### TASK REQUIREMENTS
Using the records below, filter for lines that contain the string "gets" and copy them out.

[Segmentation mask data]
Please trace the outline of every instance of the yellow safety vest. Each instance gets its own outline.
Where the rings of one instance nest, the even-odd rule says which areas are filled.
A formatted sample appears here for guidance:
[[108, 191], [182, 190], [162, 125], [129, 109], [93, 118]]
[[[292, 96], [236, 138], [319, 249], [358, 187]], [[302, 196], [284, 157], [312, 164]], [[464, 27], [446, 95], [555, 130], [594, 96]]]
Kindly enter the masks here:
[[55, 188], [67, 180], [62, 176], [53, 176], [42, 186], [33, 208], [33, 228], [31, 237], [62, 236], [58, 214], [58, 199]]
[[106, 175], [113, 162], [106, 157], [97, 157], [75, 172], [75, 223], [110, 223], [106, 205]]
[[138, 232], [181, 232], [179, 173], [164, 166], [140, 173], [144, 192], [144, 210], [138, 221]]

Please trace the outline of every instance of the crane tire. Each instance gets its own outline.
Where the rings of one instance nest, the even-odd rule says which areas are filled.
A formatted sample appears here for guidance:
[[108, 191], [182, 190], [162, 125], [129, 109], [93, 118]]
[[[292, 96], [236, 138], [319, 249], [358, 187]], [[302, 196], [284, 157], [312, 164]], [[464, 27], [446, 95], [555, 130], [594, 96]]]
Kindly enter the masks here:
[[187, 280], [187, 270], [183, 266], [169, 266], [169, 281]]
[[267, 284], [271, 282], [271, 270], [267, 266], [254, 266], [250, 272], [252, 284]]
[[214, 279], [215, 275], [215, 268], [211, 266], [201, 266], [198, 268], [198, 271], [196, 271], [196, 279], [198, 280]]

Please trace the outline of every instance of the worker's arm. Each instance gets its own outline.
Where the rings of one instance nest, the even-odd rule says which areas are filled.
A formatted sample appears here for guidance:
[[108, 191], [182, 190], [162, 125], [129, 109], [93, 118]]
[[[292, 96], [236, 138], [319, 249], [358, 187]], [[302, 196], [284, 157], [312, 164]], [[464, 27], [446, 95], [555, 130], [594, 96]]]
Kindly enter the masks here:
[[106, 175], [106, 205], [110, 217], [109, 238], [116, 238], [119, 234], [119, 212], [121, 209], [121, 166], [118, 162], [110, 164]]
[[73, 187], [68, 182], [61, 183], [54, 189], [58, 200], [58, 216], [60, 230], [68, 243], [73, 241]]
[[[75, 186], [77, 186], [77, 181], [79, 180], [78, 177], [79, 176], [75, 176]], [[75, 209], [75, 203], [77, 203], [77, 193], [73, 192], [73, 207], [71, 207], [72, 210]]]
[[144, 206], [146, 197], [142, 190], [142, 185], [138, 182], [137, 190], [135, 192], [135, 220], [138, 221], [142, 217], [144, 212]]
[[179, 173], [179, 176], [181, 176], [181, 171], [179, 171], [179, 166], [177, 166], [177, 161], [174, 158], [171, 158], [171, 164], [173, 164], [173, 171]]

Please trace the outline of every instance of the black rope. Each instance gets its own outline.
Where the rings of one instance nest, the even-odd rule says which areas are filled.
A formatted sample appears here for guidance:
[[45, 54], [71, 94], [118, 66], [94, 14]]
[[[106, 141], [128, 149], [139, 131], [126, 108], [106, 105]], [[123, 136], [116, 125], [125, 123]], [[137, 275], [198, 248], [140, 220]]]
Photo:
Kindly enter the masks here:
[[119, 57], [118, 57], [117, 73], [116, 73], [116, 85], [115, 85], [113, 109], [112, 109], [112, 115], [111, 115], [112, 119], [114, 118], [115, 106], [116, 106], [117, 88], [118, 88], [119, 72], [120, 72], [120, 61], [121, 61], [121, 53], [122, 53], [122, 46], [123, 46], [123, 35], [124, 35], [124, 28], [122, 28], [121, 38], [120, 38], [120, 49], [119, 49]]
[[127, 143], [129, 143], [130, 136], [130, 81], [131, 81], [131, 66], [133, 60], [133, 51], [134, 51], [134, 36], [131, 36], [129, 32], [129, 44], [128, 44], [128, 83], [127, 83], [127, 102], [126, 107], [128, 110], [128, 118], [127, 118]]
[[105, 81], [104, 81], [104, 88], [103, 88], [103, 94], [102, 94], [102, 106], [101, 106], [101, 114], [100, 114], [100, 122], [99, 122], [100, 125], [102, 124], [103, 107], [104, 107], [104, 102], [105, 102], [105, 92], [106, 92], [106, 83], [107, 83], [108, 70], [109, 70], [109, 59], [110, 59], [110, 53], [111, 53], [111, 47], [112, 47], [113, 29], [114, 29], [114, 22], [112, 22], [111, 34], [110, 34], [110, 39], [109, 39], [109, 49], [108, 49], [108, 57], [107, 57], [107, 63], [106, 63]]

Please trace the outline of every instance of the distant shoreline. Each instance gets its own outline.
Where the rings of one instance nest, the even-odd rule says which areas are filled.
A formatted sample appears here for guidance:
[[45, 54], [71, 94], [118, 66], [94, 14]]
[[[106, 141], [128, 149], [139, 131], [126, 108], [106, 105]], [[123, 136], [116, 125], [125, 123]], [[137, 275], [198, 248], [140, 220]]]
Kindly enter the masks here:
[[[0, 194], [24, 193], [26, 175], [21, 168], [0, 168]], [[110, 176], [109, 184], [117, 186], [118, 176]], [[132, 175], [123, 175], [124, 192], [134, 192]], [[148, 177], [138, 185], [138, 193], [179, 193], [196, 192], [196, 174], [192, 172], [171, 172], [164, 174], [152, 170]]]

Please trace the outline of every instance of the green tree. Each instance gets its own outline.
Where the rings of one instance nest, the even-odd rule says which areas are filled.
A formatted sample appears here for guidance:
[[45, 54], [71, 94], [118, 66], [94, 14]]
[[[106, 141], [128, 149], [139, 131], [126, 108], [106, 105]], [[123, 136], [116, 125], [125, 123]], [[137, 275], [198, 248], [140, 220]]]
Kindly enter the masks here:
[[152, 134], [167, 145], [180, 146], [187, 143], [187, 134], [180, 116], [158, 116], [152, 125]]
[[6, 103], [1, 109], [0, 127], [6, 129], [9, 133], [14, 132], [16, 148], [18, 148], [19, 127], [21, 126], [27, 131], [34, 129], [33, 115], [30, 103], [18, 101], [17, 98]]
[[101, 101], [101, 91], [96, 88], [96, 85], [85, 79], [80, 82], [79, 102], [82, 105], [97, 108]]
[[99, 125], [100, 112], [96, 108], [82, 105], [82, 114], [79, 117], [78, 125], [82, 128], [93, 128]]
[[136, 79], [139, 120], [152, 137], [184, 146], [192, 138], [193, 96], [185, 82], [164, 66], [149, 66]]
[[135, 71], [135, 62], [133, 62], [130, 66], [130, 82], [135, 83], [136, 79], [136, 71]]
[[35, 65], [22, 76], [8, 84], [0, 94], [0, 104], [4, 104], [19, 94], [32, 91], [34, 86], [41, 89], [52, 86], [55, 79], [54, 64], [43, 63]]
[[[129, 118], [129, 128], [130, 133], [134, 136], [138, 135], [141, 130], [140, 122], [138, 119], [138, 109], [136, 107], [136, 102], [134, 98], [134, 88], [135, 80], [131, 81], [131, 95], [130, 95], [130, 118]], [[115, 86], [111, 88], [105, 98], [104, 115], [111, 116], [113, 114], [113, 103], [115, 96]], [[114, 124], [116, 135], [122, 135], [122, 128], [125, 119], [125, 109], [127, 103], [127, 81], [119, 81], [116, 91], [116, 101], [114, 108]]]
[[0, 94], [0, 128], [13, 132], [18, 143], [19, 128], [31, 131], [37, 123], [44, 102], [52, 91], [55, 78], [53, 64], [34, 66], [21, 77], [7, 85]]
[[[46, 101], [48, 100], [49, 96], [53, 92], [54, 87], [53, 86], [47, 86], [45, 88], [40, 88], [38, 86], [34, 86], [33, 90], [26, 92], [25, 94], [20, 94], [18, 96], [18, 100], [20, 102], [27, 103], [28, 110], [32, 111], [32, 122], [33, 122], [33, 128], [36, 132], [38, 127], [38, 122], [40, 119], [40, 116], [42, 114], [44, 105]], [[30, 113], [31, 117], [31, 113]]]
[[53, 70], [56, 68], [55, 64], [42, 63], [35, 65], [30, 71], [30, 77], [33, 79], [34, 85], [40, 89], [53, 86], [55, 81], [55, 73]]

### WRITTEN RESPONSE
Please trace the outline of every instance of the yellow safety vest. Each instance gets its own outline.
Please trace the outline of every instance of the crane tire. Each instance gets its own outline.
Please trace the outline of every instance of the worker's arm. Each instance gets its own outline.
Please trace the outline of every instance of the black rope. Each instance gets its own outline.
Please trace the outline of every instance of the distant shoreline. Each instance gets its own outline.
Please trace the outline of every instance of the green tree. Each instance gets its own outline.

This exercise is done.